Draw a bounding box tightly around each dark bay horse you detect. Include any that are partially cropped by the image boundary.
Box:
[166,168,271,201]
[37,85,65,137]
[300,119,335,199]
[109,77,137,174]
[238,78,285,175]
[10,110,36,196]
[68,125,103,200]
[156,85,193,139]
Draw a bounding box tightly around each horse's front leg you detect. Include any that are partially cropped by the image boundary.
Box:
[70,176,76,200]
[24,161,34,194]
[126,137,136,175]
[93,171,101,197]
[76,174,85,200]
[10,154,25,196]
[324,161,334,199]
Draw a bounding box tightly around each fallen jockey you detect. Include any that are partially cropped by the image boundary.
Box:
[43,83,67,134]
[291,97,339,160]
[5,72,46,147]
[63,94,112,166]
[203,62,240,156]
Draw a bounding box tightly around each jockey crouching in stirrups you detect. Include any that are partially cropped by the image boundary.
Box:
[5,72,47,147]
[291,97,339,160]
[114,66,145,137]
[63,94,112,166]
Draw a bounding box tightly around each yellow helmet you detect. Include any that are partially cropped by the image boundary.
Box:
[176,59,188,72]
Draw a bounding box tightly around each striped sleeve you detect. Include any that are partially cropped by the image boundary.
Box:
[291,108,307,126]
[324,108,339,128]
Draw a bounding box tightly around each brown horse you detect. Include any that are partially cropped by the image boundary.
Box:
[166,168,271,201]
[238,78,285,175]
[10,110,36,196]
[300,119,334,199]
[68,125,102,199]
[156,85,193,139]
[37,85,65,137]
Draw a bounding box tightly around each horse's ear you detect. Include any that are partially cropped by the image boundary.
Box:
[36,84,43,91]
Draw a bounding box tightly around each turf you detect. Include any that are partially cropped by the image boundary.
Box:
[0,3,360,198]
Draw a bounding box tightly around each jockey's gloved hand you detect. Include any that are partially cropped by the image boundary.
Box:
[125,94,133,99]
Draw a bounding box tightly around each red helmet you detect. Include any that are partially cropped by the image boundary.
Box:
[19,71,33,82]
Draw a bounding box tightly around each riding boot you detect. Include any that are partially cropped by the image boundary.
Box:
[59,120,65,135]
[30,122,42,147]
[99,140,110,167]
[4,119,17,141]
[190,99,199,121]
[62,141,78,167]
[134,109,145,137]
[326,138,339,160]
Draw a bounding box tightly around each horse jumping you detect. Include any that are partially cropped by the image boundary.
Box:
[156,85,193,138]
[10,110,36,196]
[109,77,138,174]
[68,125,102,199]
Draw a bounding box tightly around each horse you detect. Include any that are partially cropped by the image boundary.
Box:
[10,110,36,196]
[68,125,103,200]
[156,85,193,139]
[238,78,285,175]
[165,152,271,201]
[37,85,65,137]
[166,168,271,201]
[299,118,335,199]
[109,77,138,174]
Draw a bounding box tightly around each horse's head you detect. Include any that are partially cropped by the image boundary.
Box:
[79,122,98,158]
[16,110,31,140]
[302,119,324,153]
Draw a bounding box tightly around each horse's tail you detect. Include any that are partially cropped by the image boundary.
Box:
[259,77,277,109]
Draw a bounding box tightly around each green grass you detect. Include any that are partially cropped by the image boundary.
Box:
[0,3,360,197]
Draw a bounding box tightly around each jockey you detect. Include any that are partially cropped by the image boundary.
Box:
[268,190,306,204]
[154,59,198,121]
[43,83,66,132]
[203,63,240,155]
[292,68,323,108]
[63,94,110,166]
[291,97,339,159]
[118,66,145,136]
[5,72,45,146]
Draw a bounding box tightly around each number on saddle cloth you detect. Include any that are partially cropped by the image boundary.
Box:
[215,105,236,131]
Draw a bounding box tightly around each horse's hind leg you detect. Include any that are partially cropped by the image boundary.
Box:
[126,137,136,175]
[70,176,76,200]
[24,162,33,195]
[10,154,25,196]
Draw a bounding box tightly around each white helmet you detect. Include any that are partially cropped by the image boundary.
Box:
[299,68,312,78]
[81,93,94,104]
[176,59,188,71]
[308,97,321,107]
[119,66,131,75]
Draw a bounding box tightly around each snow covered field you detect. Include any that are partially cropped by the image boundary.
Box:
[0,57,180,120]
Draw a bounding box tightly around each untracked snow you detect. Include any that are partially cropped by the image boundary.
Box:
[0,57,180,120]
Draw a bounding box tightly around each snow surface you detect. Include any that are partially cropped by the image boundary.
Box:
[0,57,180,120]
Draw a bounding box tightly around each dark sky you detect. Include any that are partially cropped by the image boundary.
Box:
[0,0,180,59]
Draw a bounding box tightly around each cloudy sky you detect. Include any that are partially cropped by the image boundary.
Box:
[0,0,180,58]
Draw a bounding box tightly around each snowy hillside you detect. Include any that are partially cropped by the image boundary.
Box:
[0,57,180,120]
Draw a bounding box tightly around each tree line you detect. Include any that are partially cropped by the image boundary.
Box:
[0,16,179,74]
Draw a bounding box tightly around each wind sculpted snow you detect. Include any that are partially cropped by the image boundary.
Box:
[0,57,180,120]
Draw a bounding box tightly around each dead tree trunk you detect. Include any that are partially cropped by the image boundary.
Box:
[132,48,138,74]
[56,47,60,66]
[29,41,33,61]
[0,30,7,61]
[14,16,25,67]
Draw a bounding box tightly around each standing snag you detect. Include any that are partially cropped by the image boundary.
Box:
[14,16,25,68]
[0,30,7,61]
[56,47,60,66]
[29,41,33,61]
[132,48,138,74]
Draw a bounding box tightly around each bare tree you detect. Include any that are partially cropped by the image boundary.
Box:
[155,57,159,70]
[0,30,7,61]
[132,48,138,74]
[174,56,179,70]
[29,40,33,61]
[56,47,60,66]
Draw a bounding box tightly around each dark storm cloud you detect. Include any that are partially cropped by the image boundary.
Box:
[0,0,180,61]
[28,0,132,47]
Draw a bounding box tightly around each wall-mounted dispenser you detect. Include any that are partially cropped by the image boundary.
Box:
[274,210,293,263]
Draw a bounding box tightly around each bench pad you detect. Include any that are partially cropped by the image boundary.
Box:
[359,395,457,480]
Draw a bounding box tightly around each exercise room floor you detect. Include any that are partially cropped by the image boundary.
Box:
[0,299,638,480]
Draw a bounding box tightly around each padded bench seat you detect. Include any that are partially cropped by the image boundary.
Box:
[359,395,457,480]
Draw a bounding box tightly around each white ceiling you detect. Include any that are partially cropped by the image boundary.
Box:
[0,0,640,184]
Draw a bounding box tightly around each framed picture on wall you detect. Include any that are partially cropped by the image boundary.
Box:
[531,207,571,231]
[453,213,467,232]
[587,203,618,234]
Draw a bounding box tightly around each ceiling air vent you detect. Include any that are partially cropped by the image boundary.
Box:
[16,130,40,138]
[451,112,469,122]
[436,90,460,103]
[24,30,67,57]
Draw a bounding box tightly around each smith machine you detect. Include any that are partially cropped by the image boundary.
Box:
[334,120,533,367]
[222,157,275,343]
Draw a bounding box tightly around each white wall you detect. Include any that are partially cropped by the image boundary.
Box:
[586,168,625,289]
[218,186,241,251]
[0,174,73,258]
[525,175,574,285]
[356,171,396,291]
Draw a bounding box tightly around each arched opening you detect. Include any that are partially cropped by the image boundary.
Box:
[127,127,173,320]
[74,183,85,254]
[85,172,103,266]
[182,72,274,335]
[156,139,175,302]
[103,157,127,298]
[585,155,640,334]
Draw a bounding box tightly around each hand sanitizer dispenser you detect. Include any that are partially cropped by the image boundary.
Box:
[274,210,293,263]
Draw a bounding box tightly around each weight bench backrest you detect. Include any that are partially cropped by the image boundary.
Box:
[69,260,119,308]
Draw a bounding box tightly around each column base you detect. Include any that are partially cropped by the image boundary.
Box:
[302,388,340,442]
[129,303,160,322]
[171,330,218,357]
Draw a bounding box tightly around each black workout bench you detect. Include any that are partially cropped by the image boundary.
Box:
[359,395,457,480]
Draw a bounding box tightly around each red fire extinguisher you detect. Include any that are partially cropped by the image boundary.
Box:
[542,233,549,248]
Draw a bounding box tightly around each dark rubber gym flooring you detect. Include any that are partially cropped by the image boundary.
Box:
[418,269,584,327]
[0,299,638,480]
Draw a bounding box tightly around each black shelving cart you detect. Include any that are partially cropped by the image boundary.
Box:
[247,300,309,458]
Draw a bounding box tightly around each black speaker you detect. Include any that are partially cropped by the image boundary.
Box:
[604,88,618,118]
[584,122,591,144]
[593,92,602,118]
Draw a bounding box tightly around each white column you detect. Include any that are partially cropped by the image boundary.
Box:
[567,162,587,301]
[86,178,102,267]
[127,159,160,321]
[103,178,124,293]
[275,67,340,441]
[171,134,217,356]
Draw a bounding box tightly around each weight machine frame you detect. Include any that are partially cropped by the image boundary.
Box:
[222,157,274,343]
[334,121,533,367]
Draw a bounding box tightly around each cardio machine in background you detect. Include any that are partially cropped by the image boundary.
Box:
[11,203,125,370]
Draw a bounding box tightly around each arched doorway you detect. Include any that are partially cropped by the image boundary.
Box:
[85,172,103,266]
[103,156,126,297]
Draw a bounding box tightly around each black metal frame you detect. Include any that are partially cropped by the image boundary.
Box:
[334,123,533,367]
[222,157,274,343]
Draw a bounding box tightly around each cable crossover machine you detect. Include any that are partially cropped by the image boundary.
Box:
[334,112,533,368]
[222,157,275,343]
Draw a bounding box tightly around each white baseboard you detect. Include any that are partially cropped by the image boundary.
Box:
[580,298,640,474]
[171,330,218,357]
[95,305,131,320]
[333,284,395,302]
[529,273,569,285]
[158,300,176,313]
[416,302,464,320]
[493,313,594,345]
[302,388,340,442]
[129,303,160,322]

************

Repeat exactly the lines above, starting with the line that contains "Draw a bounding box tightly around each black speaker" and ending with the last line, both included, and nothing else.

Draw a bounding box tightly around each black speaker you detect. Include any that are partially cropped by the image boundary.
Box:
[604,88,618,118]
[584,122,591,144]
[593,92,602,118]
Draw a bounding box tightly around each white column you detect. Include any that are partially cropped by the image boundary.
Box:
[567,162,587,301]
[86,178,102,267]
[127,159,160,321]
[103,178,124,293]
[275,67,340,441]
[171,134,217,356]
Draw a bounding box tightly around each weight machine frame you detect. Include any that are partially cropped by the image boundary.
Box:
[222,157,274,343]
[334,121,533,367]
Draw a bounding box tightly around each cardio machine in background you detect. Include any that are partially cropped by the image boundary.
Box:
[11,203,125,370]
Draw a bounding box tightly around each arched doorway you detect. Include any that are partially cropped by the image boundary.
Box:
[85,172,103,266]
[103,156,126,297]
Draw a bounding box tightly around each black metal frame you detect. Include any that are partially cropped by the image boundary.
Box:
[334,123,533,367]
[222,157,274,343]
Draw a bounding box tightly around each cable crossover machine you detect. Include any that are partially cropped by the image boundary.
Box:
[334,112,533,368]
[222,157,275,343]
Draw a bounding box tightly around each white baseboard you detect. Include any that are partially cropped by the image boundary.
Box:
[580,298,640,474]
[171,330,218,357]
[95,305,131,320]
[333,284,395,302]
[529,273,569,285]
[158,300,176,313]
[416,302,464,320]
[493,313,594,345]
[302,388,340,442]
[129,303,160,322]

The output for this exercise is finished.